Task description:
Transcribe the lines from the start of the data below through the line with "like [(360, 135)]", word for word and nothing more.

Records contained in a dataset:
______
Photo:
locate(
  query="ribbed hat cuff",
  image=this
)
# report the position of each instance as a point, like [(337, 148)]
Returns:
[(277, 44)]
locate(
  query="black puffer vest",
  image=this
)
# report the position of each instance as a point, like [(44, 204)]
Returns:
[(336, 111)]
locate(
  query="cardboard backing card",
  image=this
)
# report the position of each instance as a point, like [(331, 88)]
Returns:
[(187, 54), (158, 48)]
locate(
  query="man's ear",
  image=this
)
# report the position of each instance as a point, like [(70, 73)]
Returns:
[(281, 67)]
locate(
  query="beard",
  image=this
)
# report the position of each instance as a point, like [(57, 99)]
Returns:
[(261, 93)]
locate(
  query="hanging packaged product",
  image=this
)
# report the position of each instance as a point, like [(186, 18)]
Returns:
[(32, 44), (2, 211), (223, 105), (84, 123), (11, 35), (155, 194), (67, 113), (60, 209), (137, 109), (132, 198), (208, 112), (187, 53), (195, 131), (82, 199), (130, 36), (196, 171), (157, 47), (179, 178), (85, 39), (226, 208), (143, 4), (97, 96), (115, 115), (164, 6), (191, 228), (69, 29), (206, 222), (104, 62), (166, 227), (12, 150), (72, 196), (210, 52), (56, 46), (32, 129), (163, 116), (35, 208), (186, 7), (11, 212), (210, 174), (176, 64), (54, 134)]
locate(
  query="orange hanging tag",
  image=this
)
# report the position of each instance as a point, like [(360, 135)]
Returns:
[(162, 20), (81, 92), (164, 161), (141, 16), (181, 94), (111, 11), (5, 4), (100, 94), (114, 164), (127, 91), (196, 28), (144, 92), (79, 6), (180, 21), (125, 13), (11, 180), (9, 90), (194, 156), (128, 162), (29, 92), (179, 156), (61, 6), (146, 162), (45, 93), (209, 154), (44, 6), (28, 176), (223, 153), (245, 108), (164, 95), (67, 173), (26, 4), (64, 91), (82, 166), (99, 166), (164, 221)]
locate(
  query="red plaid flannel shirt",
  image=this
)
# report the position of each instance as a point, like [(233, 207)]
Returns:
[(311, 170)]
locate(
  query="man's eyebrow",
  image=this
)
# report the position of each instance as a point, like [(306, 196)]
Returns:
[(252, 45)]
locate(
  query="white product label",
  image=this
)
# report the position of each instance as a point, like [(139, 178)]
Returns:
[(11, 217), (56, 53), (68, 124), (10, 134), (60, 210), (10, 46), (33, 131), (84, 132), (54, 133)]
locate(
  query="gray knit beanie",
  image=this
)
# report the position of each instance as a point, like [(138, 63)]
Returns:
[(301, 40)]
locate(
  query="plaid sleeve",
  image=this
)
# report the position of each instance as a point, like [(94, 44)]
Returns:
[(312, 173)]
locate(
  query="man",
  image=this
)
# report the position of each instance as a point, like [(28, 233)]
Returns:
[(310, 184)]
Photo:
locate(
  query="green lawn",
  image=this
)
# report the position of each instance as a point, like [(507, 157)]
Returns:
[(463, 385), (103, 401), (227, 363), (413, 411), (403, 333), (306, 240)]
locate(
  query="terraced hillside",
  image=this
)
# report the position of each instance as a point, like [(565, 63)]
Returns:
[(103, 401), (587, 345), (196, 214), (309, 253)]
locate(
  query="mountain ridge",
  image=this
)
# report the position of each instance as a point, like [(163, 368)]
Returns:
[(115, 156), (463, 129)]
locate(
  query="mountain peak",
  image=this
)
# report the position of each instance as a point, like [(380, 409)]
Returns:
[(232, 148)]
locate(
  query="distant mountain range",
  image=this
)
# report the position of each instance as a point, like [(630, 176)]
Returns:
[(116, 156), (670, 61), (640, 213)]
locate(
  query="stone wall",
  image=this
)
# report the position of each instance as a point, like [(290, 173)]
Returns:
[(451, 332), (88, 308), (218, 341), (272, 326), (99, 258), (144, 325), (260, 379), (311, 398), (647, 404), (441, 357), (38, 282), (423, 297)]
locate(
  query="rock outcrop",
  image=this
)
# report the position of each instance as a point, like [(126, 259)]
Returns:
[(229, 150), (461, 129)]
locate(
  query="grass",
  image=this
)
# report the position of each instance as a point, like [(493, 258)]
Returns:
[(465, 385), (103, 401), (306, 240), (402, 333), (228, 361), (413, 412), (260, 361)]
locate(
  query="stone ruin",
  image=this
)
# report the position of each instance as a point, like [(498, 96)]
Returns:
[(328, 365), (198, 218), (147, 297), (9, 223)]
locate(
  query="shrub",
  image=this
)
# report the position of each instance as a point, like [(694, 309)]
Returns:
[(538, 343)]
______
Task solution:
Photo:
locate(
  query="ribbed hat cuff",
  image=this
)
# report the position of each instance as a point, like [(337, 148)]
Returns:
[(277, 44)]
locate(
  query="black puffer vest",
  image=this
)
# report the position of each instance as a point, like [(44, 204)]
Returns:
[(336, 111)]
locate(
  query="cardboard backing card",
  image=this
)
# report the position of each instance as a point, like [(331, 88)]
Returns:
[(187, 54), (158, 48)]
locate(
  query="man's ear",
  image=this
)
# report the position of each instance as a point, like [(70, 73)]
Returns:
[(281, 67)]
locate(
  query="beard",
  image=this
)
# report the position of each instance as a point, like [(57, 99)]
Returns:
[(261, 93)]
locate(
  query="hanging packaged product",
  image=this
)
# report the position of each instance as a point, like [(186, 18)]
Returns:
[(32, 44), (2, 211), (223, 105), (84, 123), (11, 35), (155, 194), (67, 113), (60, 209), (137, 109), (132, 198), (208, 112), (187, 53), (195, 131), (82, 199), (130, 36), (196, 171), (157, 47), (179, 178), (85, 39), (226, 208), (143, 4), (97, 96), (115, 115), (164, 6), (191, 228), (69, 29), (206, 222), (104, 62), (166, 227), (12, 150), (72, 196), (210, 52), (56, 46), (32, 129), (163, 116), (35, 208), (186, 7), (11, 212), (210, 174), (176, 64), (54, 134)]
locate(
  query="orange hanging tag",
  image=this
)
# report the position of each instance as a point, like [(360, 135)]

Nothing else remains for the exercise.